**TASK INSTRUCTIONS**
Your reply should be a single number, the count of lines in the records that contain the string "window".

[[ THE DATA open ]]

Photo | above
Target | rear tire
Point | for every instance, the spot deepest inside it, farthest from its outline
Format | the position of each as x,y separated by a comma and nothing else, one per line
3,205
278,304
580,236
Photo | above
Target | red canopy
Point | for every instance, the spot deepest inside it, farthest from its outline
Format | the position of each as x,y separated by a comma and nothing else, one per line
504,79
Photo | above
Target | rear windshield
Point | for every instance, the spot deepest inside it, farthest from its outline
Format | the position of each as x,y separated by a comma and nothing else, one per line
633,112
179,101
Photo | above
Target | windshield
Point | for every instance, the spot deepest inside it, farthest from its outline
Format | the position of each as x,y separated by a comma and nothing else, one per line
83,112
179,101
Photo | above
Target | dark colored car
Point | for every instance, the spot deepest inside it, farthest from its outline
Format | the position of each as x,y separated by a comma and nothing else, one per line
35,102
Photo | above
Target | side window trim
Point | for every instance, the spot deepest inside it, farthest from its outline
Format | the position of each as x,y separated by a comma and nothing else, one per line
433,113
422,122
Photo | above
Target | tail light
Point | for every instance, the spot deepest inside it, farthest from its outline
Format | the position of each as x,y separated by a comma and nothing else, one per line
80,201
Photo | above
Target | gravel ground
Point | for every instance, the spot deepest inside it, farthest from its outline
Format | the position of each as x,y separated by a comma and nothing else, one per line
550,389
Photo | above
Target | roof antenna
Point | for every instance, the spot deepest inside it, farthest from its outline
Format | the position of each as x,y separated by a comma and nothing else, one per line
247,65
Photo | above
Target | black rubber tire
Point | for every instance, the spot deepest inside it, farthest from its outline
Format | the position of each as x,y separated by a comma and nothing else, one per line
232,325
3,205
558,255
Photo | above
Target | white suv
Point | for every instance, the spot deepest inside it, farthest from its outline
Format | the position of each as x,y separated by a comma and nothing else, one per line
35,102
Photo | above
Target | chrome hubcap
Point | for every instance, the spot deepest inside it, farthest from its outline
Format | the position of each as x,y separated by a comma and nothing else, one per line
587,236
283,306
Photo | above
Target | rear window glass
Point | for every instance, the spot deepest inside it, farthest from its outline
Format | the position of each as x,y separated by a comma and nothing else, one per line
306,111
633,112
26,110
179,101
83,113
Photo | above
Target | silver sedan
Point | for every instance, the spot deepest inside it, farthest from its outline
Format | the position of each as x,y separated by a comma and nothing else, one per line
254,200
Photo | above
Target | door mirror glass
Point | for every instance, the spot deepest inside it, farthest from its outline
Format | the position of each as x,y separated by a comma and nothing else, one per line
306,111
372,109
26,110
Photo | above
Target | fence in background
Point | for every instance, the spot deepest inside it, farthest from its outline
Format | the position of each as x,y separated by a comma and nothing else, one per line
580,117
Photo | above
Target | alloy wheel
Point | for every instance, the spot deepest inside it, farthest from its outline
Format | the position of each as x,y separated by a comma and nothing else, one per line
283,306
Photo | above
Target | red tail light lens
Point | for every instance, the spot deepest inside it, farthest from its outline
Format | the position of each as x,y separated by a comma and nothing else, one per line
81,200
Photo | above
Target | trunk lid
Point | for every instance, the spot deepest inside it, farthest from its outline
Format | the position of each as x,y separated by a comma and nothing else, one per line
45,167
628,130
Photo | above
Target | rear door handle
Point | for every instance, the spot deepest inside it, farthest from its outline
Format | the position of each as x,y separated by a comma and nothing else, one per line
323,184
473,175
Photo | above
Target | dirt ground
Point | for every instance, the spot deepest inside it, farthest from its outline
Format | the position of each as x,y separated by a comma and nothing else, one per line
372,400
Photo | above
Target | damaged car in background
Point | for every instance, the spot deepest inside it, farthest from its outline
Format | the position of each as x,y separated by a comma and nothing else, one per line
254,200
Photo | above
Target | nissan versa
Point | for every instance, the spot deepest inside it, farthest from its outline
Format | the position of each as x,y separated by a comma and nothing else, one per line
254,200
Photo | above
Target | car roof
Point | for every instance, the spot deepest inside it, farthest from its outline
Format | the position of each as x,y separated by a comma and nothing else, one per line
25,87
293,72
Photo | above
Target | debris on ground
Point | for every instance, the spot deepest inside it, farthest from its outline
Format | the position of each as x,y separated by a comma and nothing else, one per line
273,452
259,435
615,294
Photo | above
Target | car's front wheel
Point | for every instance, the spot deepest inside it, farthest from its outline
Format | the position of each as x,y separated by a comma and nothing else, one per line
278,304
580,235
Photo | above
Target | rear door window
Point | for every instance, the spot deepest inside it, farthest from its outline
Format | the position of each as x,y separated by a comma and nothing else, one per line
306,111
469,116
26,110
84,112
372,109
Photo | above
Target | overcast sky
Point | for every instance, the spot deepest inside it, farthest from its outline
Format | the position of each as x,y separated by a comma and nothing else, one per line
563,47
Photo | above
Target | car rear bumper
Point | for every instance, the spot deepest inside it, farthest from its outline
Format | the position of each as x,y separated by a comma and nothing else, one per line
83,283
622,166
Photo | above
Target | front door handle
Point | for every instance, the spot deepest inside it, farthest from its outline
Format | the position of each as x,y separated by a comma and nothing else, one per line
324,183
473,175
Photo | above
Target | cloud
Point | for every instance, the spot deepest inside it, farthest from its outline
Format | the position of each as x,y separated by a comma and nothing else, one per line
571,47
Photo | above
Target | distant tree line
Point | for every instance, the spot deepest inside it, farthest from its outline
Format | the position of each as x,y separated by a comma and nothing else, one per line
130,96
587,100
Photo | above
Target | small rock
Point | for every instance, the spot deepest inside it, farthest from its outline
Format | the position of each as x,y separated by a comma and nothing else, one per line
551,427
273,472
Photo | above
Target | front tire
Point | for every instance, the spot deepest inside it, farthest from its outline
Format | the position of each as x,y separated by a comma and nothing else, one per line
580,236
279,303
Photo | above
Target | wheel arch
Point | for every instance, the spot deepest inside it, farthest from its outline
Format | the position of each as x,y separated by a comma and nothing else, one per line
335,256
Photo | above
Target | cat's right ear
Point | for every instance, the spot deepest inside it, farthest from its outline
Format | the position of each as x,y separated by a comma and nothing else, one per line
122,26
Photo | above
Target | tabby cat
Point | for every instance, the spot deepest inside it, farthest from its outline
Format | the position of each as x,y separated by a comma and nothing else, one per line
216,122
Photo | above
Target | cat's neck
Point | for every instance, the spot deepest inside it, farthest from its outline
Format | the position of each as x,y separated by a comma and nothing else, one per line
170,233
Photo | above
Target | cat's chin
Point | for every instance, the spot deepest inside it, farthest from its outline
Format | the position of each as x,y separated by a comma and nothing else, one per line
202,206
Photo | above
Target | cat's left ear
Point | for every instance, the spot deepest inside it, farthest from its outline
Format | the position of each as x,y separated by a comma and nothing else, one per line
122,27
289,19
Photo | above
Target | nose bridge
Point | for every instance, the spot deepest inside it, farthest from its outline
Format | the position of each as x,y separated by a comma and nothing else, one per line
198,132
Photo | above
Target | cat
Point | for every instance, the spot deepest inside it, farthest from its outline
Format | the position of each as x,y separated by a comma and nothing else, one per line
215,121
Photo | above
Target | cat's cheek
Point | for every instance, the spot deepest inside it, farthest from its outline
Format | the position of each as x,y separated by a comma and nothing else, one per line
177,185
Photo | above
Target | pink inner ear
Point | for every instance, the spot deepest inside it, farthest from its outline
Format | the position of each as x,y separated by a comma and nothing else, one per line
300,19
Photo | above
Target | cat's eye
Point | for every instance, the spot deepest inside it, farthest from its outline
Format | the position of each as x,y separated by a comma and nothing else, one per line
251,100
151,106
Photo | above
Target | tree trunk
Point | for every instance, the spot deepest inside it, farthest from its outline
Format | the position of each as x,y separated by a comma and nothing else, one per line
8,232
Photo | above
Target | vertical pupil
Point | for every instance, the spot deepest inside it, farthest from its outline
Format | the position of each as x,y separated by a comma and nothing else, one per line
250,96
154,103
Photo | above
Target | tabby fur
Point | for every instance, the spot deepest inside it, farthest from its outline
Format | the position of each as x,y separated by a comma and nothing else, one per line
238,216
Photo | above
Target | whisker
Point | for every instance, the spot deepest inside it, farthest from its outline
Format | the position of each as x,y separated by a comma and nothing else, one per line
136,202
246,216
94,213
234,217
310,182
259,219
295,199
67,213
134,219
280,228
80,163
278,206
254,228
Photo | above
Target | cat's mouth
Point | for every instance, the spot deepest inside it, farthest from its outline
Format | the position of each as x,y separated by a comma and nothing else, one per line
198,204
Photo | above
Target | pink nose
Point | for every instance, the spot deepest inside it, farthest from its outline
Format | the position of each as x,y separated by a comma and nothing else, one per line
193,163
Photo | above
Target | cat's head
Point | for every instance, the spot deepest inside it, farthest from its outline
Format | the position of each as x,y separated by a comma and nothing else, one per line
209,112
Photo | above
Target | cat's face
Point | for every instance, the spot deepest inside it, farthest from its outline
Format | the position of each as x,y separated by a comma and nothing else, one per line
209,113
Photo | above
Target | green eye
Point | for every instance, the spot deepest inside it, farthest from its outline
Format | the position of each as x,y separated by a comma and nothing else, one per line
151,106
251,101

[[ THE DATA closed ]]

**ANSWER TO THIS EXERCISE**
3